» **Exercise description**: Find every line in the entries below that contains the string "throughout", and copy each such line. Matching is case-sensitive.

» **Provided information**:
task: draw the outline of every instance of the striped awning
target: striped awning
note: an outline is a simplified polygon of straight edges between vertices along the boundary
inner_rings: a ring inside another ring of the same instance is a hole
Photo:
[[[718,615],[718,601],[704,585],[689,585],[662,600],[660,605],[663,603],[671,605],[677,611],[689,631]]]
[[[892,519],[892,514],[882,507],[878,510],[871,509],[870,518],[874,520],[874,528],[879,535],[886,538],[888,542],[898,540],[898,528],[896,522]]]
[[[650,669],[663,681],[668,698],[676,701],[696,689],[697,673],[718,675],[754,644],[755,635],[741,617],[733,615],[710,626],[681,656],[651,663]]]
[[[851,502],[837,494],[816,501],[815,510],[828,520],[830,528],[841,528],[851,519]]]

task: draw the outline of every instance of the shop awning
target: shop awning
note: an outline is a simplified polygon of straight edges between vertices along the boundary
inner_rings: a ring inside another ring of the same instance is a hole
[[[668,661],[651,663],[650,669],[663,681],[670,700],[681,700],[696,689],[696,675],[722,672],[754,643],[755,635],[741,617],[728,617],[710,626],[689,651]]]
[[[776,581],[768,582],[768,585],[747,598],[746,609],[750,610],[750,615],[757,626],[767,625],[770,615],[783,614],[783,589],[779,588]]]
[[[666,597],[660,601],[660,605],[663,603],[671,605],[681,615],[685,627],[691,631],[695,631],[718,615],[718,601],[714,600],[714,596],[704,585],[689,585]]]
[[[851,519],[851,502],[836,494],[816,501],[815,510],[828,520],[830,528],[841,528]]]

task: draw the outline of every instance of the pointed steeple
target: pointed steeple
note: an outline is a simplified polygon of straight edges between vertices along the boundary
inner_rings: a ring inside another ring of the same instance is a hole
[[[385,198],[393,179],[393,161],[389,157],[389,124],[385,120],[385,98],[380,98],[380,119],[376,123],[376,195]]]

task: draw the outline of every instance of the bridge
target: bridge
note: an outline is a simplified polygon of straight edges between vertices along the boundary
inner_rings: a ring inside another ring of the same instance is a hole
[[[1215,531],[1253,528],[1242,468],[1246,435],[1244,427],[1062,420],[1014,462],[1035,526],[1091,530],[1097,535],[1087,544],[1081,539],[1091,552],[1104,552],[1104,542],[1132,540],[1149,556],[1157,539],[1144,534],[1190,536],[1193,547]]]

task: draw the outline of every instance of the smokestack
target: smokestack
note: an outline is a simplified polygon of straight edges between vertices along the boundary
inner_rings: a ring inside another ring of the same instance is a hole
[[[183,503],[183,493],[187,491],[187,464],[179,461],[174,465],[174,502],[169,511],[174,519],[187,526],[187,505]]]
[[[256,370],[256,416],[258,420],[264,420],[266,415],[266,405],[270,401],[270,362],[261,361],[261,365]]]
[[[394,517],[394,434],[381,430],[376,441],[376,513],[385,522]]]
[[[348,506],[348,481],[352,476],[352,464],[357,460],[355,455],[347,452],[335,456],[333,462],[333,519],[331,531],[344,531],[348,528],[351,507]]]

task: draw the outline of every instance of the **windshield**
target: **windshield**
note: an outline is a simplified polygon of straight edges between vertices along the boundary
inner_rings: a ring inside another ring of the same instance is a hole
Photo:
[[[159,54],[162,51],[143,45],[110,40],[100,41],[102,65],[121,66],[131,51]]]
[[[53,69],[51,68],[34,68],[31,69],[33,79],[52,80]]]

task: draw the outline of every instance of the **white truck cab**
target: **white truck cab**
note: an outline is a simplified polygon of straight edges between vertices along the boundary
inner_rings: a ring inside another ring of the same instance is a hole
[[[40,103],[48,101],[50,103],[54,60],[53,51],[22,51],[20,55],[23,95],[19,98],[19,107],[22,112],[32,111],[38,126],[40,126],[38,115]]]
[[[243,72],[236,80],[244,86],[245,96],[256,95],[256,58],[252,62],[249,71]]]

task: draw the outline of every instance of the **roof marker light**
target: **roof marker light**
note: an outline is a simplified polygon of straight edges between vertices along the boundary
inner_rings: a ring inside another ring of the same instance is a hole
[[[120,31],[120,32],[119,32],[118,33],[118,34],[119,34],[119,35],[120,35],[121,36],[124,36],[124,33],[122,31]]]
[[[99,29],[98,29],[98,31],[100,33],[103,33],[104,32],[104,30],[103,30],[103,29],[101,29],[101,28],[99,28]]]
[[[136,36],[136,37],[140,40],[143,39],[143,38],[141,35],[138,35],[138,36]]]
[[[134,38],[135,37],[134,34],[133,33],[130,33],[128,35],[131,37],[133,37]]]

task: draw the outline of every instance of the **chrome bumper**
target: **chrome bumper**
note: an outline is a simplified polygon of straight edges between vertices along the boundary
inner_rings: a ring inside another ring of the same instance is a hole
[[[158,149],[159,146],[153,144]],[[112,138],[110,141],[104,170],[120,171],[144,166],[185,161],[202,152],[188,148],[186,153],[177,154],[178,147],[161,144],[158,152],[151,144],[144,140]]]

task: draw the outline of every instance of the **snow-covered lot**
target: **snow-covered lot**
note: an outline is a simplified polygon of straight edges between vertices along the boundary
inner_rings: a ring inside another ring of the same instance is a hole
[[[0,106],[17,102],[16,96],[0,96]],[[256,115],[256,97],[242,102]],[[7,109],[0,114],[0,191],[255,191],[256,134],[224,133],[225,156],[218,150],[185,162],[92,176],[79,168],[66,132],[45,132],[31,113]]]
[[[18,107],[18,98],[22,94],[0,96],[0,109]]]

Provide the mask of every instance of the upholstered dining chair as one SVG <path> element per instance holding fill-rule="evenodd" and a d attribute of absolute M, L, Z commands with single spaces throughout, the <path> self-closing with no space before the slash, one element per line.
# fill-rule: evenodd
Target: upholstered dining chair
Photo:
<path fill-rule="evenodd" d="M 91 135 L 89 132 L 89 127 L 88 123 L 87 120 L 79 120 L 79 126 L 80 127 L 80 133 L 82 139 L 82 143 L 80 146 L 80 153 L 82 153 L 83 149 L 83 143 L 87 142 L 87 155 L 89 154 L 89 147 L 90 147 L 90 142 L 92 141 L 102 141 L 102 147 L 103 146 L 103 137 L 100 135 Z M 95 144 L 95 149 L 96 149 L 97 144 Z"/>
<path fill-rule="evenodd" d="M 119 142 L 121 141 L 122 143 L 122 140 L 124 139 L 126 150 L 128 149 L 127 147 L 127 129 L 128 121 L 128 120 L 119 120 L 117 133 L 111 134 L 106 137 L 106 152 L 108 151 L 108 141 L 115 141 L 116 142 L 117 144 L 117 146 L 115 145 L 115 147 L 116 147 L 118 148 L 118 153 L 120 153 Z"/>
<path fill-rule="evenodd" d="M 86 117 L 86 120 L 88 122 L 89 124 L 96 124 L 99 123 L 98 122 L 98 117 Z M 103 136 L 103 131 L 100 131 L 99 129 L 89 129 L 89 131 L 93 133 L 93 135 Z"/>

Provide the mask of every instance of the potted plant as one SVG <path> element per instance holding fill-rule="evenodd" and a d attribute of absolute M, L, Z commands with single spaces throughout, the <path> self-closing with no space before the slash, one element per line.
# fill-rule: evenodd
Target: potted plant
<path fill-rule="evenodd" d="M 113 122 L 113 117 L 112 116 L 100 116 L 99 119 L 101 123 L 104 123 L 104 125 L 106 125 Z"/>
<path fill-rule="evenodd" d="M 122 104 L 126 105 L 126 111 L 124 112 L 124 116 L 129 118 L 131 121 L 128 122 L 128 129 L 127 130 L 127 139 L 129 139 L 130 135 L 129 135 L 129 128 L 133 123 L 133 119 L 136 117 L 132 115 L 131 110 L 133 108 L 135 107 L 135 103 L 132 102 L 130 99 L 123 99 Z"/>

» **Output**:
Provide the mask of every instance of the upholstered dining chair as one SVG <path> element per instance holding fill-rule="evenodd" and a d attribute of absolute M, L, Z commands with single spaces throughout, the <path> self-closing with no space before the slash, one element per line.
Provide the mask of every instance of the potted plant as one SVG <path> element per instance holding fill-rule="evenodd" and a d attribute of absolute M, L, Z commands with single spaces throughout, the <path> self-closing with no space before the slash, one element per line.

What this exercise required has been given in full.